Selection

════════════════════

# How do we integrate with respect to (dx)^2 (not dx)?

1. Nov 4, 2013

### AakashPandita

$$∫x(dx)^2=?$$

and what is the difference between dx^2 and (dx)^2?

2. Nov 4, 2013

### pwsnafu

Where's this from? I've seen $dx^2$ but not $(dx)^2$. The only way I can parse the latter is with wedge products

Last edited: Nov 4, 2013
3. Nov 4, 2013

### Simon Bridge

The integral is zero.
i.e. it has no contribution to the overall sum.

But lets be careful: where have you seen this come up?

4. Nov 5, 2013

### jackmell

Isn't that just short-hand notation for a double integral, i.e.,

$$\iint x dx dx$$

5. Nov 5, 2013

### pwsnafu

I don't think you are allowed to have the same variable for multiple integrals. A double integral is integrating with respect to the area element.

6. Nov 5, 2013

### jackmell

Ok, but the reason I suggested this is because I recall in one of my books on integral equations, the author, when converting from IVP to Volterra Equations, use the syntax such as:

$$\int_0^x \int_0^x f(t) dt dt=\int_0^x (x-t) f(t)dt$$

however, to be fair, he never used the syntax $(dt)^2$ so if I am in error, my apologies.

7. Nov 5, 2013

### AakashPandita

I was trying to find the moment of inertia of a disk rotating at the axis through its center and perpendicular to it.

i got an integral for some function with (dx)^2 in it.

════════════════════

Dataset rows

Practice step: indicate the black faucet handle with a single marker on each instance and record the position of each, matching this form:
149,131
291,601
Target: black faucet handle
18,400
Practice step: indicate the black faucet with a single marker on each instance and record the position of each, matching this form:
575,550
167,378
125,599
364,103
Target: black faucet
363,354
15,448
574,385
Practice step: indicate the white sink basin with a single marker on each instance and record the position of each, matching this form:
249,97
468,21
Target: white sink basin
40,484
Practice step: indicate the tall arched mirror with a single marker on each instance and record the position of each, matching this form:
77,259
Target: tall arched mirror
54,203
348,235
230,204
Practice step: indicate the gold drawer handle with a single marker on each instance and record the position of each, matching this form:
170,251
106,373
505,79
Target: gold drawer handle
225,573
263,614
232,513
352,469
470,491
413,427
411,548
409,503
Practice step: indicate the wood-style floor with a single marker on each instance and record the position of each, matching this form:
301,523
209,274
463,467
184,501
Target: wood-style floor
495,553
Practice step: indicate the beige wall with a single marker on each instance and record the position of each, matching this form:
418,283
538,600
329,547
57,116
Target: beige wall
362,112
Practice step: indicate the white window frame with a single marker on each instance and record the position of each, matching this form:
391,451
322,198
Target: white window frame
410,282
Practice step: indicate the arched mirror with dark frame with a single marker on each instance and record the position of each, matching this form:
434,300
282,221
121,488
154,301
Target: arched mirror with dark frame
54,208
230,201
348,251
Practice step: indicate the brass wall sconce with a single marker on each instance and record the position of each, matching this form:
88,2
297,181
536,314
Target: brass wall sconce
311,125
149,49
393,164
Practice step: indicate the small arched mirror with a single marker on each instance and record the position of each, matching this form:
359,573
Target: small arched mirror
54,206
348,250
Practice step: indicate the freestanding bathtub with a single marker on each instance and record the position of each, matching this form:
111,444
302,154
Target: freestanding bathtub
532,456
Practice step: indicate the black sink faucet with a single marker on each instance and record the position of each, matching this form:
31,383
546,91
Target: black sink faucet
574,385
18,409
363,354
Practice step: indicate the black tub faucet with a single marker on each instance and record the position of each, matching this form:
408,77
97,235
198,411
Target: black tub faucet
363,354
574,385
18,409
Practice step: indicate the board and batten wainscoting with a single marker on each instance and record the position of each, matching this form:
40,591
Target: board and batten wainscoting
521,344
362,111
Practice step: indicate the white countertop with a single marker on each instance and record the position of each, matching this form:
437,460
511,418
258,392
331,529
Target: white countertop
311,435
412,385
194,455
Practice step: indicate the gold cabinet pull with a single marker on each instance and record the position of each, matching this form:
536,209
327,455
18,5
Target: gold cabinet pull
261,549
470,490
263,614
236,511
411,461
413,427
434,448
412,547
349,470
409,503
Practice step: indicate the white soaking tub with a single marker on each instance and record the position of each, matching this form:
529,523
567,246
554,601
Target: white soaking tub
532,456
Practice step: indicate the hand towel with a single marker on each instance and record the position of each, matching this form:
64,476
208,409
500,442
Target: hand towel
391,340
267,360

════════════════════

Jobs
1. Give the distinct usernames of everyone who posted in the forum thread on integrating with respect to (dx)^2, in order of first appearance.
2. Carry on the forum thread about integrating with respect to (dx)^2, starting after its last post.

Answer list
1. AakashPandita, pwsnafu, Simon Bridge, jackmell

2.
8. Nov 5, 2013

### HallsofIvy

I strongly suspect that you have misread
$$\int_0^x\int_0^x f(t)d\tau dt$$

Neither "$dtdt$" nor "$(dx)^2$" has any meaning.

9. Nov 5, 2013

### jackmell

With all due respect Hall, I have not. It's from "A First Course in Integral Equations" by Abdul-Majid Wazwaz. It's on p. 20 and includes also, the expression:

$$\int_0^x \int_0^x \int_0^x f(t)dt dt dt=1/2 \int_0^x (x-t)^2 f(t)dt$$

Last edited: Nov 5, 2013
10. Nov 5, 2013

### HallsofIvy

Then it is just bad notation.

11. Nov 5, 2013

### qbert

Dear lord, that's awful. I'd read the lhs as
$$\int_0^x \int_0^x \int_0^x f(t)dt dt dt = \int_0^x \int_0^x \left( \int_0^x f(t)dt \right) dt_1 \; dt_2 = \int_0^x \int_0^x H(x) dt_1 \; dt_2 = x^2 H(x) = x^2 \int_0^x f(t) dt$$

while, what was probably meant is
$$\int_0^x \int_0^{t_2} \int_0^{t_1} f(t) dt \; dt_1 \; dt_2 = \frac{1}{2} \int_0^x (x-t)^2 f(t) dt.$$

12. Nov 5, 2013

### economicsnerd

Yikes, that's awful notation.

13. Nov 5, 2013

### pwsnafu

That's the Cauchy formula for repeated integration. And you are not allowed to write it as dtdtdt. You must keep the variables separate.
$\int_{a}^x \int_a^{t_1}\ldots \int_a^{t_{n-1}}f(t_n) \, dt_n \, dt_{n-1} \ldots dt_1 = \frac{1}{(n-1)!} \int_a^x (x-t)^{n-1} f(t) \, dt.$

Last edited: Nov 5, 2013
14. Nov 5, 2013

### jackmell

Ok. Thanks! That makes sense to me now. Sorry for causing trouble.

15. Nov 5, 2013

### Simon Bridge

Please show how you derived that.

16. Nov 5, 2013

### AakashPandita

$$I=\int_0^R dmr^2 dm=σπ[(r+dr)^2-r^2]$$
and then I put $$dm$$ in first.

Last edited: Nov 6, 2013
17. Nov 5, 2013

### AakashPandita

$$I=\int_0^R dmr^2 ;dm=σπ[(r+dr)^2-r^2]$$
and then I put $$dm$$ in first.

Last edited: Nov 6, 2013
18. Nov 6, 2013

### pwsnafu

What does $(r+dr)^2$ mean?

Edit: I think it should read $dm = 2\sigma \pi r \, dr$, which is compatible with what you wrote if we take $(dr)^2 = 0$.

Was there a textbook or a teacher who said you could square differentials? What made you think $(r+dr)^2$ is well defined?

Last edited: Nov 6, 2013
19. Nov 6, 2013

### AakashPandita

i tried to find the area of a ring by subtracting the area of smaller circle from larger circle.
The difference in the radii is dr.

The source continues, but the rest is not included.